- Given passage
━━━━━━━━━━━━━━━━

[AusNOG] Long live the NBN. The NBN is dead?! [personal]
Paul Brooks
pbrooks-ausnog at layer10.com.au
Wed Aug 11 15:38:39 EST 2010
On 11/08/2010 2:15 PM, Grahame Lynch wrote:
>
>
> On 11 August 2010 11:04, Paul Brooks <pbrooks-ausnog at layer10.com.au
> <mailto:pbrooks-ausnog at layer10.com.au>> wrote:
>
>
> Perhaps your need hasn't changed. Mine has, and over the next 10 - 30
> years I suspect it will change more. I no longer have a single PC
> shared
> by all in the household - I have several, each capable of
> saturating far
> more capacity than thye one I had 10 years ago, along with several
> people who all want to access network resources simultaneously. I'm
> currently finding sub-1 Mbps upstream speeds quite limiting - and
> economically and productively limiting - and others do too.
>
> Paul I accept all that but I ask a question.
> Are you personally prepared to pay for the real cost of that service
> since you experience a private benefit or productivity gain? Or should
> the cost of that be partly borne by others who don't necessarily share
> the productivity gain? That seems to be the nub of the issue here -
> most people will pay $40-50 a month for broadband but they wouldn't
> pay the implied $3,000-5,000 per household connection and activation
> cost of the NBN budget directly if asked to...in strict economic
> terms, it is a transfer from non-high speed broadband users to high
> speed broadband users where costs are very hazily proportioned between
> public and private interest criteria....
I'm prepared to pay a market-based price - what I don't accept is the
assumption that that market-based price is necessarily going to be so
much higher than what I pay now.

━━━━━━━━━━━━━━━━

- Object point labels
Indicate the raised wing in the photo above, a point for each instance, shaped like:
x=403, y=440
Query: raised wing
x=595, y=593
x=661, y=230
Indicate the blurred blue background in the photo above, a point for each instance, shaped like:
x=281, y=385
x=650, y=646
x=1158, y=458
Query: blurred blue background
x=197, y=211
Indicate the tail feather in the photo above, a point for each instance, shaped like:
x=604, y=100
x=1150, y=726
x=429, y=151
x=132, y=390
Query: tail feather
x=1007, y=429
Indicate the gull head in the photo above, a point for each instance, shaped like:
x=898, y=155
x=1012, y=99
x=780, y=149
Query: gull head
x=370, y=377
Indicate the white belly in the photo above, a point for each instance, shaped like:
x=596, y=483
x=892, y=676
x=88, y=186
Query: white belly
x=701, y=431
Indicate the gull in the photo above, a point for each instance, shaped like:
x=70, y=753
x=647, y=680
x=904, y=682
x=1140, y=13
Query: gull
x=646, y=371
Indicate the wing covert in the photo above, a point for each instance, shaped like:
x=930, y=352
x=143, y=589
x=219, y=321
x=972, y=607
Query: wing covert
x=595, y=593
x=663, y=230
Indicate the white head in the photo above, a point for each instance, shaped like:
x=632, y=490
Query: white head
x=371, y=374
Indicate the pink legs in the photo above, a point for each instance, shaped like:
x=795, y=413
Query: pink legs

━━━━━━━━━━━━━━━━

- The tasks
1. Based on the NBN post, decide whether each statement agrees with the text. Answer yes or no for each, and quote the text's deciding words. (a) Paul Brooks says he still has a single PC shared by the household. (b) Grahame Lynch says most people will pay $40-50 a month for broadband. (c) Paul Brooks says he is unwilling to pay a market-based price.
2. Translate this sentence from the NBN post into French: "I'm prepared to pay a market-based price - what I don't accept is the assumption that that market-based price is necessarily going to be so much higher than what I pay now."
3. Recast the paragraph of the NBN post that begins "Paul I accept all that" as a bulleted list that keeps its main facts.

- Expected results
1.
(a) No: "I no longer have a single PC"
(b) Yes: "most people will pay $40-50 a month for broadband"
(c) No: "I'm prepared to pay a market-based price"

2. Je suis prêt à payer un prix fondé sur le marché ; ce que je n'accepte pas, c'est l'hypothèse selon laquelle ce prix fondé sur le marché sera nécessairement beaucoup plus élevé que ce que je paie actuellement.

3.
- Grahame Lynch accepts Paul's points but asks whether Paul will personally pay the real cost of the service, since he gains a private benefit or productivity gain.
- He also asks whether others who do not share that gain should partly bear the cost, and calls this the nub of the issue.
- Most people will pay $40-50 a month for broadband, but they would not pay the implied $3,000-5,000 per household connection and activation cost of the NBN budget directly.
- In strict economic terms, he sees this as a transfer from non-high-speed broadband users to high-speed broadband users.
- He adds that costs are only hazily apportioned between public and private interest criteria.